— START —

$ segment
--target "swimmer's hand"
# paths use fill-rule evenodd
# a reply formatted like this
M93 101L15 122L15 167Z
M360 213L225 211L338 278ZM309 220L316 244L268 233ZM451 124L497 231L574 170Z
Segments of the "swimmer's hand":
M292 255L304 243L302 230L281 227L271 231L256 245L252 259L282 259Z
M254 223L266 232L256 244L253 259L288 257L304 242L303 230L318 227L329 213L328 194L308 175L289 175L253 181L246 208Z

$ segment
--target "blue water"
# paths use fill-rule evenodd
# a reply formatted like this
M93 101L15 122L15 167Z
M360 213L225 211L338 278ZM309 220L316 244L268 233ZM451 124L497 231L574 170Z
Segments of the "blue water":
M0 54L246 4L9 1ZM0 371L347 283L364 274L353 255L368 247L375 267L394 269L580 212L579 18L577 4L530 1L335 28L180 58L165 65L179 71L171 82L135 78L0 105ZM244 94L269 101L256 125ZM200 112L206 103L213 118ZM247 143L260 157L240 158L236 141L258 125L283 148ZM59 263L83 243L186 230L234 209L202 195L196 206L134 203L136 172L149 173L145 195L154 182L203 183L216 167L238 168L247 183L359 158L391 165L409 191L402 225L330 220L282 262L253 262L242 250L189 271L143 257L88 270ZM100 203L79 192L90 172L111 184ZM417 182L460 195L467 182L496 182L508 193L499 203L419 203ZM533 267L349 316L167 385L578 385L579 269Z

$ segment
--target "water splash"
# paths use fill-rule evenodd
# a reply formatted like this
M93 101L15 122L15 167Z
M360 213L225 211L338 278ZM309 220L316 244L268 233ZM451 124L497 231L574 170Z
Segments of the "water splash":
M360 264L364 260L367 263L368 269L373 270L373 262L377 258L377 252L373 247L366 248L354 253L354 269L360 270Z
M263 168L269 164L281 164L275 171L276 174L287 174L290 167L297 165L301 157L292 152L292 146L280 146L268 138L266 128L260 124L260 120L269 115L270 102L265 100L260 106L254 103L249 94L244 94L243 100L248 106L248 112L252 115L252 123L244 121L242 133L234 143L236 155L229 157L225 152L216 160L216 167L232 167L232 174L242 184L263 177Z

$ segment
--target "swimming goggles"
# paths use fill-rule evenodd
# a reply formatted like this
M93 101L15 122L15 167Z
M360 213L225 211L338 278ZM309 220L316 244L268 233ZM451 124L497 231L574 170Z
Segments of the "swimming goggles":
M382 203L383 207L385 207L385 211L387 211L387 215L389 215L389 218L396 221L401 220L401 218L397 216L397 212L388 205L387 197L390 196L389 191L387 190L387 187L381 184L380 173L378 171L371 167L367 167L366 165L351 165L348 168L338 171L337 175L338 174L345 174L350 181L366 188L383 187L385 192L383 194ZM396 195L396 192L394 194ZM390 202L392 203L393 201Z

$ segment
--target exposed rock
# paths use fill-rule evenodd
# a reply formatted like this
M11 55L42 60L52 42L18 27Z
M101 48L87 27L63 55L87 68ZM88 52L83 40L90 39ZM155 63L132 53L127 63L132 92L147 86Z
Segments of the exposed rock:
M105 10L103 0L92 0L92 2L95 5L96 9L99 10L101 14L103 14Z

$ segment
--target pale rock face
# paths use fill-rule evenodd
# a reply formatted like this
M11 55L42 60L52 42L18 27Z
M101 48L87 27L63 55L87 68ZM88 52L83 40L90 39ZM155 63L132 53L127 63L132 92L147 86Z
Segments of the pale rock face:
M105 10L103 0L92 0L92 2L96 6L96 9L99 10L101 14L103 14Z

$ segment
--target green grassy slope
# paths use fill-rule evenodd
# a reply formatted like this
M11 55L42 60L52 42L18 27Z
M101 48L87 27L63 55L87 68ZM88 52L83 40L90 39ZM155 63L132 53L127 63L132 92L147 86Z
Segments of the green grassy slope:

— END —

• Exercise aim:
Repeat the data verbatim.

• Finished exercise:
$ segment
--target "swimmer's hand"
# paths use fill-rule evenodd
# a reply formatted like this
M93 101L15 122L15 167Z
M360 213L225 211L338 278ZM309 220L316 244L268 233ZM451 124L497 231L574 170Z
Segments of the "swimmer's hand":
M292 255L304 243L302 230L281 227L271 231L256 245L252 259L282 259Z
M254 223L266 232L256 244L253 259L288 257L304 242L303 230L318 227L329 213L328 194L308 175L289 175L253 181L246 208Z

$ segment
--target "blue water"
# paths use fill-rule evenodd
# a reply formatted like this
M93 101L15 122L15 167Z
M360 213L225 211L338 278ZM309 220L316 244L268 233ZM451 124L497 231L574 170Z
Segments of the "blue water":
M0 54L246 4L9 1ZM0 371L347 283L364 274L353 255L368 247L375 267L394 269L580 212L579 18L577 4L530 1L335 28L180 58L165 65L179 71L171 82L135 78L0 105ZM244 94L269 101L256 125ZM200 112L206 103L213 118ZM247 143L260 157L240 158L236 141L258 125L283 148ZM59 263L83 243L186 230L234 209L202 195L196 206L134 203L136 172L149 173L145 195L154 182L203 183L216 167L238 168L247 183L359 158L391 165L409 191L402 225L330 220L282 262L253 262L242 250L189 271L143 257L88 270ZM100 203L79 192L90 172L111 184ZM417 182L460 195L467 182L496 182L508 193L499 203L419 203ZM533 267L349 316L167 385L578 385L579 269Z

$ segment
--target "water splash"
# paths use fill-rule evenodd
# a reply formatted like this
M93 101L15 122L15 167Z
M360 213L225 211L338 278ZM309 220L316 244L268 233ZM451 124L497 231L574 170Z
Segments of the "water splash":
M360 264L364 260L367 263L368 269L373 270L373 262L377 258L377 252L373 247L366 248L354 253L354 269L360 270Z
M263 168L269 164L281 164L275 171L276 174L287 174L290 167L297 165L301 157L292 152L292 146L280 146L268 138L266 128L260 124L260 120L269 115L270 102L265 100L260 106L254 103L249 94L244 94L243 100L248 106L248 112L252 115L252 123L244 121L242 133L234 143L236 155L229 157L225 152L216 160L216 167L232 167L232 174L242 184L263 177Z

$ segment
--target "swimming goggles"
# paths use fill-rule evenodd
# a reply formatted like this
M93 101L15 122L15 167Z
M360 213L225 211L338 278ZM309 220L316 244L268 233ZM451 124L497 231L574 170Z
Segments of the "swimming goggles":
M382 203L383 207L385 207L385 211L387 211L387 215L389 215L389 218L396 221L401 220L401 218L397 216L397 212L388 205L387 197L390 196L389 191L387 190L387 187L381 184L380 173L378 171L371 167L367 167L366 165L351 165L348 168L338 171L337 175L338 174L345 174L350 181L366 188L383 187L385 192L383 194ZM396 195L396 192L394 194ZM390 202L392 203L393 201Z

$ segment
--target exposed rock
# paths use fill-rule evenodd
# a reply formatted like this
M11 55L42 60L52 42L18 27Z
M101 48L87 27L63 55L87 68ZM88 52L83 40L90 39ZM155 63L132 53L127 63L132 92L147 86Z
Segments of the exposed rock:
M105 10L103 0L92 0L92 2L95 5L96 9L99 10L101 14L103 14Z

$ segment
--target pale rock face
# paths use fill-rule evenodd
# a reply formatted like this
M11 55L42 60L52 42L18 27Z
M101 48L87 27L63 55L87 68ZM88 52L83 40L90 39ZM155 63L132 53L127 63L132 92L147 86Z
Segments of the pale rock face:
M105 10L103 0L92 0L92 2L96 6L96 9L99 10L101 14L103 14Z

$ segment
--target green grassy slope
# paths use fill-rule evenodd
# a reply formatted like this
M11 55L42 60L52 42L18 27Z
M101 48L87 27L63 55L87 68ZM88 52L83 40L90 39ZM155 63L132 53L127 63L132 92L147 86Z
Segments of the green grassy slope:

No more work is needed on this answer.